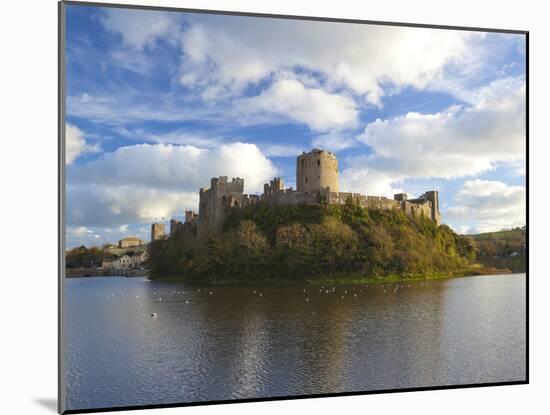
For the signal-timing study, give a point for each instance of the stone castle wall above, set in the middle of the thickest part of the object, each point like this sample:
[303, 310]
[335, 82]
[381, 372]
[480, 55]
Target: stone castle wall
[316, 170]
[317, 182]
[214, 204]
[157, 231]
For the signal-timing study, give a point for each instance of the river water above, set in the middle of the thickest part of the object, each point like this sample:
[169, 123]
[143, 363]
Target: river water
[217, 343]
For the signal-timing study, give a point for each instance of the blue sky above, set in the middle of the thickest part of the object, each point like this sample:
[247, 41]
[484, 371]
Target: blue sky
[159, 102]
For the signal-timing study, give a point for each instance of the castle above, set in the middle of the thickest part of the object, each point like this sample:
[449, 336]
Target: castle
[316, 182]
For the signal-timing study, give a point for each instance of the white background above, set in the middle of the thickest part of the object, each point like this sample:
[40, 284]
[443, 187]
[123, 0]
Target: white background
[28, 203]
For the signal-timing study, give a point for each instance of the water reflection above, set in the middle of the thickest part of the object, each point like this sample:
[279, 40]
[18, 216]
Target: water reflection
[210, 343]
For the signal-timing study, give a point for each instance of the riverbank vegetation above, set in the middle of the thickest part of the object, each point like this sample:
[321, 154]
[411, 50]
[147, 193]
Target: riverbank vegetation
[317, 242]
[503, 249]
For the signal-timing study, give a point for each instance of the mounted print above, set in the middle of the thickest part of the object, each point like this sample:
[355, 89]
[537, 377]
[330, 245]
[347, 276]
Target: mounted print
[256, 207]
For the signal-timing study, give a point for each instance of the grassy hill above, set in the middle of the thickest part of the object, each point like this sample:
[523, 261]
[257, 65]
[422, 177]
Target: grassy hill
[503, 249]
[317, 243]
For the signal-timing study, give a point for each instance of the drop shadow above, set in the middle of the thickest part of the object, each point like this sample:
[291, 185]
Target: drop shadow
[48, 403]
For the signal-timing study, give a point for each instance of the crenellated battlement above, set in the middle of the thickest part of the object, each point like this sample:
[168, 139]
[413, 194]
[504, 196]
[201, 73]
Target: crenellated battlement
[317, 182]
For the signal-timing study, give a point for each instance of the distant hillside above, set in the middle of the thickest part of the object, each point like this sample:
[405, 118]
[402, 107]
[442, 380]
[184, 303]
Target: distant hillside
[317, 242]
[503, 249]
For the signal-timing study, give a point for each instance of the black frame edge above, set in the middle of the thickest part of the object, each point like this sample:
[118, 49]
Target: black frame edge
[61, 203]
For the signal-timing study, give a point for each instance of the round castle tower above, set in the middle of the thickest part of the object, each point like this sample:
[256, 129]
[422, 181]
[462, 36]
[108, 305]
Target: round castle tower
[316, 170]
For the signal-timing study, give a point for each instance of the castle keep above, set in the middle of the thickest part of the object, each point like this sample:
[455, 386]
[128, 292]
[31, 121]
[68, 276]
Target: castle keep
[316, 182]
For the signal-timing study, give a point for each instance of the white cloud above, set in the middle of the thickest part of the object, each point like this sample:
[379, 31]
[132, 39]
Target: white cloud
[311, 106]
[334, 141]
[222, 56]
[177, 137]
[486, 206]
[145, 182]
[276, 150]
[116, 206]
[75, 144]
[458, 142]
[141, 28]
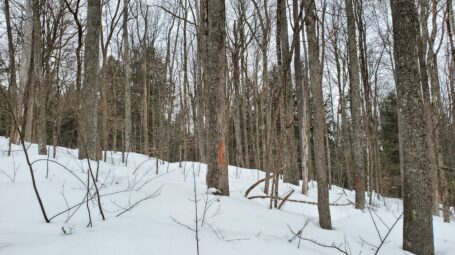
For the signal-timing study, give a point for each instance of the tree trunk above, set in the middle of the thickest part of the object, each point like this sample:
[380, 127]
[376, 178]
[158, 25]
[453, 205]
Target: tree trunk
[319, 116]
[14, 134]
[89, 106]
[418, 224]
[215, 79]
[127, 70]
[359, 166]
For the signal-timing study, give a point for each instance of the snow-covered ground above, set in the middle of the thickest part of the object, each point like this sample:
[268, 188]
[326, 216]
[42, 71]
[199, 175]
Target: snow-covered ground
[162, 219]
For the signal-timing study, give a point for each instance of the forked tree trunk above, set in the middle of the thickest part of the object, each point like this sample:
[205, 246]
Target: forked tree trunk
[319, 116]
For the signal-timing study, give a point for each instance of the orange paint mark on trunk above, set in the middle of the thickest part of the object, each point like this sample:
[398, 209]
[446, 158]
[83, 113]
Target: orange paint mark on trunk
[220, 159]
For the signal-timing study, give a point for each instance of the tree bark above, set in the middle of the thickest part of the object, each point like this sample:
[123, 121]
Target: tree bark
[215, 80]
[359, 164]
[89, 92]
[319, 116]
[417, 225]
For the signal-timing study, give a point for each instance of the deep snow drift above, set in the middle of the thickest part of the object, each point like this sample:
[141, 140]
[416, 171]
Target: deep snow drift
[162, 218]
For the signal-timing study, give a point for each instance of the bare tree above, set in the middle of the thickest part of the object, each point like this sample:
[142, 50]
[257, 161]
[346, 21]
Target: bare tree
[418, 221]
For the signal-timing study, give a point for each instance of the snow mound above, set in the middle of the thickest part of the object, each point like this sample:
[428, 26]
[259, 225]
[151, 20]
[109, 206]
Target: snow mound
[157, 207]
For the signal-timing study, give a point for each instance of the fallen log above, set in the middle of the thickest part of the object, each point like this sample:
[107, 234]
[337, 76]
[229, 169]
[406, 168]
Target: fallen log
[257, 183]
[295, 200]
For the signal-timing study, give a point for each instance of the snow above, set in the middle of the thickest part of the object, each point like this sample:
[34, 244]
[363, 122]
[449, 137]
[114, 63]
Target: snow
[162, 220]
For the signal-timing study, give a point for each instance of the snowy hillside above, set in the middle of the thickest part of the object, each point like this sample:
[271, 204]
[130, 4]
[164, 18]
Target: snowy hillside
[150, 211]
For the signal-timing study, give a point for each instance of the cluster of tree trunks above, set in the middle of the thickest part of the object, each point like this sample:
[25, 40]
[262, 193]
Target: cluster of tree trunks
[307, 107]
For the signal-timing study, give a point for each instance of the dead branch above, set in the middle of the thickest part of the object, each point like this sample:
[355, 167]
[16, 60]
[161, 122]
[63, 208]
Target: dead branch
[285, 199]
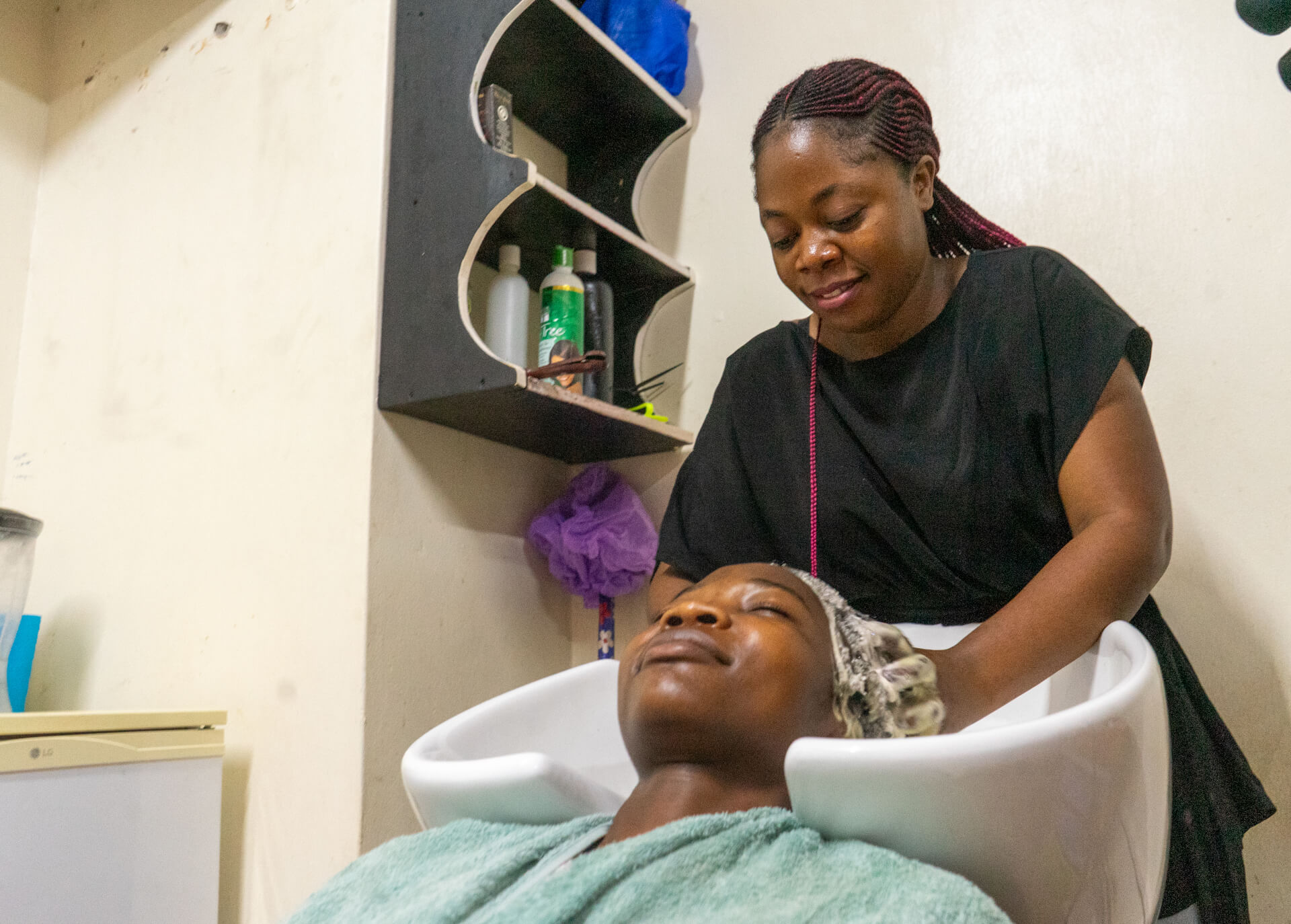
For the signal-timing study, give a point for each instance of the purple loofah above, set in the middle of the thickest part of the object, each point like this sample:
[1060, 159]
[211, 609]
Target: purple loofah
[598, 539]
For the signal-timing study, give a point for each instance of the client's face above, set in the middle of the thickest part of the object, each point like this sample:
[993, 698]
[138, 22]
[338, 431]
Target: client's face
[734, 671]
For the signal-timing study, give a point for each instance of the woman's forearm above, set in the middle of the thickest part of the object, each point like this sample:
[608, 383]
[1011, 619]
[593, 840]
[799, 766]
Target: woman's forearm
[1100, 576]
[1117, 502]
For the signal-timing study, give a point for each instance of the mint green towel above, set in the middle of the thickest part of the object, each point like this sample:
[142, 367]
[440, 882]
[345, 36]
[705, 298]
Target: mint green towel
[748, 866]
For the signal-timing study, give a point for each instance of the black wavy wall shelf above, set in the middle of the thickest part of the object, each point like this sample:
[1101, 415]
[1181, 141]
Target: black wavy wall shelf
[453, 199]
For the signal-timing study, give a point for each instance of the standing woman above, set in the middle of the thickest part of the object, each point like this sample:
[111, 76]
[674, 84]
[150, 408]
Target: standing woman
[954, 435]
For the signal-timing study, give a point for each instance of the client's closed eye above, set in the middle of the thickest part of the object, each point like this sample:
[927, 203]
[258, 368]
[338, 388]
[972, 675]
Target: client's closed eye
[705, 619]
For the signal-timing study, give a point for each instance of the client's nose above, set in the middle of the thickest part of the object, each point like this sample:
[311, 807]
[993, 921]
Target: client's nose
[695, 612]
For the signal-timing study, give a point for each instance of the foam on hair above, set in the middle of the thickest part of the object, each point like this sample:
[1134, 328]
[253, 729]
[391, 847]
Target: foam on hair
[867, 101]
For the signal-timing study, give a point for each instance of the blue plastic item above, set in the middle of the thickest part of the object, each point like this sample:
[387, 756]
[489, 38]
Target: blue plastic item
[651, 32]
[18, 672]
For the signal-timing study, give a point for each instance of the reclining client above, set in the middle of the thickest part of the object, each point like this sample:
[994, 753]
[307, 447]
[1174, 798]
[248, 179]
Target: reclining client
[710, 696]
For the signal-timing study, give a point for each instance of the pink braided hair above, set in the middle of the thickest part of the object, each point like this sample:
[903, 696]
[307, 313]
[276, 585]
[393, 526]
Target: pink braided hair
[878, 105]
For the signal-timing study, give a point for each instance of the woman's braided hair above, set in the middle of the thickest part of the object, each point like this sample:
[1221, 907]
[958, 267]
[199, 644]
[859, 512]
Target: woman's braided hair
[861, 101]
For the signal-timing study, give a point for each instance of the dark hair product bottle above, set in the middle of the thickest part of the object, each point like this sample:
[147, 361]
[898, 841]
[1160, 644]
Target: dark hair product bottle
[598, 307]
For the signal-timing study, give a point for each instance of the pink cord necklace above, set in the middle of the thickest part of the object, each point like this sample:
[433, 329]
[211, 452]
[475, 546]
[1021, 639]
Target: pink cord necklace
[811, 447]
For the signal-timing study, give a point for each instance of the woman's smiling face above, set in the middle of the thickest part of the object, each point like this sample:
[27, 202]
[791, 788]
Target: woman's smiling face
[846, 226]
[739, 664]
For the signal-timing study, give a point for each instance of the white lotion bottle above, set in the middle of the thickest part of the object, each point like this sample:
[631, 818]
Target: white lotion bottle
[508, 319]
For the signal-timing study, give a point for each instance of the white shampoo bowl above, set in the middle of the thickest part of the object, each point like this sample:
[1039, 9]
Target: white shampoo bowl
[1058, 804]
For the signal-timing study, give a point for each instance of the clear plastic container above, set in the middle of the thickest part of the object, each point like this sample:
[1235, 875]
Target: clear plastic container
[17, 551]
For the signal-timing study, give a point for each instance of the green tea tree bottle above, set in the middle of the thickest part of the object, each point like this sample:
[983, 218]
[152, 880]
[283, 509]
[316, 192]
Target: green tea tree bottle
[561, 334]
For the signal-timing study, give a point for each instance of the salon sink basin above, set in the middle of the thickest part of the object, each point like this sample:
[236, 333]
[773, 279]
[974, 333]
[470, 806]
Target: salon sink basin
[1055, 804]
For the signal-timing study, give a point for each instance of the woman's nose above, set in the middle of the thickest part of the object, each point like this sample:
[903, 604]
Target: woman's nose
[818, 251]
[694, 613]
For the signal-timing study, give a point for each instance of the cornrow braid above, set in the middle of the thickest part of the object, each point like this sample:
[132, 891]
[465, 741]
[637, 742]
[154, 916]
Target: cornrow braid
[860, 100]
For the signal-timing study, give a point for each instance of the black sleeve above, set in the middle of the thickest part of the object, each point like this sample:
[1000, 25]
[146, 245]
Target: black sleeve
[1083, 336]
[711, 518]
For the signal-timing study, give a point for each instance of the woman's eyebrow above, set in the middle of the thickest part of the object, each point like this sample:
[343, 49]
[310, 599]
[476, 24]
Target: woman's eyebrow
[785, 588]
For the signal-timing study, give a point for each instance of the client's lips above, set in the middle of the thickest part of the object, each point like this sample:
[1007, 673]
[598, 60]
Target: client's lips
[682, 644]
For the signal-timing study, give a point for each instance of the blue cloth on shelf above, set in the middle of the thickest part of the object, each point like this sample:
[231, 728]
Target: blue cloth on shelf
[651, 32]
[18, 670]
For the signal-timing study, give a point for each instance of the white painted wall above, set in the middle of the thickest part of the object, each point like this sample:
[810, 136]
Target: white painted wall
[25, 34]
[460, 607]
[195, 397]
[1148, 143]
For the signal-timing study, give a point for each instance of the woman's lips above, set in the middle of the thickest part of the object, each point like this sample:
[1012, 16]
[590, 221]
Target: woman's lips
[682, 646]
[836, 295]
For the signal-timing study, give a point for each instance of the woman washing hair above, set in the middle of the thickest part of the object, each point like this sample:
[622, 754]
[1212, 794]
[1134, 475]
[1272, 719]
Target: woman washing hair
[957, 434]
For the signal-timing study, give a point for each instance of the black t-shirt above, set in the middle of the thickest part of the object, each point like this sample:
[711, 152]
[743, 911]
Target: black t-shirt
[937, 462]
[937, 471]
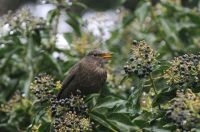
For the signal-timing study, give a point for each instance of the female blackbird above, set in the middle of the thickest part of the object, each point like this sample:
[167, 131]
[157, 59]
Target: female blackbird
[88, 75]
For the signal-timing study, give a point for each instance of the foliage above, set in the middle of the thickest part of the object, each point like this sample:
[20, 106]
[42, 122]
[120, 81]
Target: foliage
[152, 85]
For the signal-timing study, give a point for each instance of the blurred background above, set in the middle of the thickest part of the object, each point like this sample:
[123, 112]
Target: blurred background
[50, 36]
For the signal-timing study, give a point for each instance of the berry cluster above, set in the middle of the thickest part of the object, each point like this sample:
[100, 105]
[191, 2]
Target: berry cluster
[142, 59]
[70, 114]
[184, 71]
[43, 87]
[184, 110]
[13, 101]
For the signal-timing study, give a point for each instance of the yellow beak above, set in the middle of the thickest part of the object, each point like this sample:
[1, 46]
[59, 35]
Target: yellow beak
[106, 56]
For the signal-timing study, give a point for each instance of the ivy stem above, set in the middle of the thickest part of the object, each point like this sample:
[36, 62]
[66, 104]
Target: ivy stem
[154, 88]
[153, 84]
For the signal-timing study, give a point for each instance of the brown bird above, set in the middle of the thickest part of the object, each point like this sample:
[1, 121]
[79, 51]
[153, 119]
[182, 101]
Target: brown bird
[88, 75]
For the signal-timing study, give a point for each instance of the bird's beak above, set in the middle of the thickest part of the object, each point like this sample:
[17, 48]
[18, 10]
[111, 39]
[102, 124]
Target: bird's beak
[106, 56]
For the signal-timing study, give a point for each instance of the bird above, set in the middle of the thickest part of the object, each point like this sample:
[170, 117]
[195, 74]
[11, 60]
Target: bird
[88, 75]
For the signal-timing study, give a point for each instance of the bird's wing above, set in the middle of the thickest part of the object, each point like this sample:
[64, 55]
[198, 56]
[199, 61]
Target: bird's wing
[71, 75]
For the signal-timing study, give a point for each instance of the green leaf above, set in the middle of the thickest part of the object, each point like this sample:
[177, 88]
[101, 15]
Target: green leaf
[73, 21]
[52, 14]
[101, 119]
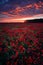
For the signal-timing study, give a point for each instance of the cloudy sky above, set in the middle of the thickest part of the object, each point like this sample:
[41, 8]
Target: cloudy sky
[20, 10]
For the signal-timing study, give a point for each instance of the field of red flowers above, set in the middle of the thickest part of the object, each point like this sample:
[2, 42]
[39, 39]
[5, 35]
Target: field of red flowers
[22, 44]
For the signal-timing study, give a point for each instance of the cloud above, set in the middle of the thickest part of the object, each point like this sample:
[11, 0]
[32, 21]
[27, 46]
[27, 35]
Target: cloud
[10, 12]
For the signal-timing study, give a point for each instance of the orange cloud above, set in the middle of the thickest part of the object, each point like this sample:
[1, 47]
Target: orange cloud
[22, 19]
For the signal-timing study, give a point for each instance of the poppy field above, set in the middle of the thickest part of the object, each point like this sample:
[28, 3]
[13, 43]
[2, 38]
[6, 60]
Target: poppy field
[21, 45]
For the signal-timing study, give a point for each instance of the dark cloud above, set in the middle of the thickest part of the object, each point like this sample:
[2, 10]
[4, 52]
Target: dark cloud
[20, 8]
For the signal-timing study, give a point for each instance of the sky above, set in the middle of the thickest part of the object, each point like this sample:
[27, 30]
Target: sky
[20, 10]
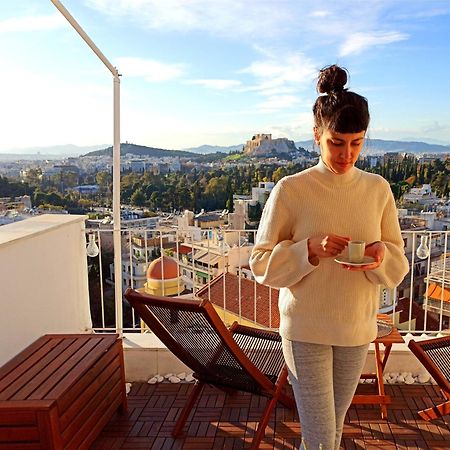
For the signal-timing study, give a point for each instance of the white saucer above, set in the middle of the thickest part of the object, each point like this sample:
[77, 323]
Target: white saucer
[344, 260]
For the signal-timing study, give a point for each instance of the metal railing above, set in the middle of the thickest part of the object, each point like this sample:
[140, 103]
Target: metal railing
[203, 262]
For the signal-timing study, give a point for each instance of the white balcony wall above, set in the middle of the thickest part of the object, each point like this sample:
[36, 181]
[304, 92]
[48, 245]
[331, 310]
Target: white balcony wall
[43, 279]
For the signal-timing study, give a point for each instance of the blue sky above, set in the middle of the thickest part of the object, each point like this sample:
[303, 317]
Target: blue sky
[216, 72]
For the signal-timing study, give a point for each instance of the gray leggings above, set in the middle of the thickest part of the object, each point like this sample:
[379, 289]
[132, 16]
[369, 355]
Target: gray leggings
[324, 379]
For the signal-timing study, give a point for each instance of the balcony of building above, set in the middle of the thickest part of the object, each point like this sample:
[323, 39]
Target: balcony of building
[49, 285]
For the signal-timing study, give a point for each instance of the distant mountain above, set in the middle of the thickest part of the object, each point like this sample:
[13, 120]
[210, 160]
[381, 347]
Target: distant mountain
[142, 150]
[374, 146]
[206, 149]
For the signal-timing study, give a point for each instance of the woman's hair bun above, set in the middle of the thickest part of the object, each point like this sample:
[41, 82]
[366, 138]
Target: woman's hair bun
[331, 79]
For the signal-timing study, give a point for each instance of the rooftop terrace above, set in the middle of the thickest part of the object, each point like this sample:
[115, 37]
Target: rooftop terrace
[221, 421]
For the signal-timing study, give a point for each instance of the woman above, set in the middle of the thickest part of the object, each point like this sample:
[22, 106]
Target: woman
[328, 310]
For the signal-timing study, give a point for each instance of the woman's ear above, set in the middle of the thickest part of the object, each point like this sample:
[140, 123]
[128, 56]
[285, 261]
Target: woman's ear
[316, 135]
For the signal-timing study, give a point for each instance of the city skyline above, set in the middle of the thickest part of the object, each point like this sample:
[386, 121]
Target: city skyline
[216, 73]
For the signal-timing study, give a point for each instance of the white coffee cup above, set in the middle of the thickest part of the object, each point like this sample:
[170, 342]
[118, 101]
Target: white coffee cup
[356, 251]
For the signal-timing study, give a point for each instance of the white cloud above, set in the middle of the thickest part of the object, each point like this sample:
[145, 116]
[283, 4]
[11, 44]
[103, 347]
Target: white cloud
[280, 78]
[319, 13]
[223, 17]
[218, 84]
[32, 23]
[277, 102]
[46, 109]
[357, 42]
[149, 69]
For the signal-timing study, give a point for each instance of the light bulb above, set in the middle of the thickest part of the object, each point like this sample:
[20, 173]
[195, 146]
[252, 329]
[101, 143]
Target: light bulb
[423, 251]
[92, 248]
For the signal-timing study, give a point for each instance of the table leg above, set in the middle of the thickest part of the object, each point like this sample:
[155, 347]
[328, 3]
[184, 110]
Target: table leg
[380, 363]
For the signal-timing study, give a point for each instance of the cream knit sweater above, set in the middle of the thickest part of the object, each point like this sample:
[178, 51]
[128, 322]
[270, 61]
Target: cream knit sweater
[326, 304]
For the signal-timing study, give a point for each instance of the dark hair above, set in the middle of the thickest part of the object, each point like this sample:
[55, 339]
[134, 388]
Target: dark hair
[339, 110]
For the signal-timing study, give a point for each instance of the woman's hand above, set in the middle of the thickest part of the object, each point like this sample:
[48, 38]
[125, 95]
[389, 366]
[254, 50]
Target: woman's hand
[376, 251]
[328, 246]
┄┄┄┄┄┄┄┄┄┄
# What to work on
Print from the line containing "of the city" to the last line above, exactly as written.

# Expected answer
For the signal-timing study, give a point for each instance of the city skyline above, set in the middle of the thickest part of the object, each point like this sample:
[386, 121]
Target: city skyline
[216, 73]
For the signal-timing study, give a point for each instance of the white coffee cup above, set in the middle of the thickest part of the object, each point like this sample:
[170, 342]
[118, 101]
Target: white coffee cup
[356, 251]
For the signal-timing study, give a point for each instance of the white cloud above, set in the middle of the thickest part of the object, each point like this sample:
[145, 116]
[283, 4]
[11, 44]
[103, 347]
Target: white cloud
[280, 78]
[319, 13]
[223, 17]
[218, 84]
[32, 23]
[277, 102]
[46, 109]
[357, 42]
[149, 69]
For the signal-timing study, give a point for each instance of the light bulb above, set in the middle of the thickest part of the object, each point like this sample:
[20, 173]
[195, 146]
[252, 329]
[101, 143]
Target: light bulb
[423, 251]
[92, 248]
For the signal-timing study, give a point for each instance of the table leg above, set in the middle of the thickest part of the object, each point like this sample:
[155, 347]
[328, 3]
[184, 110]
Target: table leg
[380, 363]
For the signal-timing study, give a point for each instance of the cream knit sweater above, set in the middle of the thickest part of the object, each point like this sample:
[178, 51]
[128, 322]
[270, 61]
Target: cream knit sweater
[326, 304]
For the signal-timing study, give a point for each instance of the dark hair above, set in the middle of the thickest part of the object, each point like this sample:
[55, 339]
[134, 388]
Target: dark hair
[339, 110]
For the signal-timing study, give a point for each instance of the woman's hand above, set in the middle of the thickest part of the object, each point like this sample:
[48, 38]
[125, 95]
[389, 366]
[254, 50]
Target: woman's hand
[376, 251]
[328, 246]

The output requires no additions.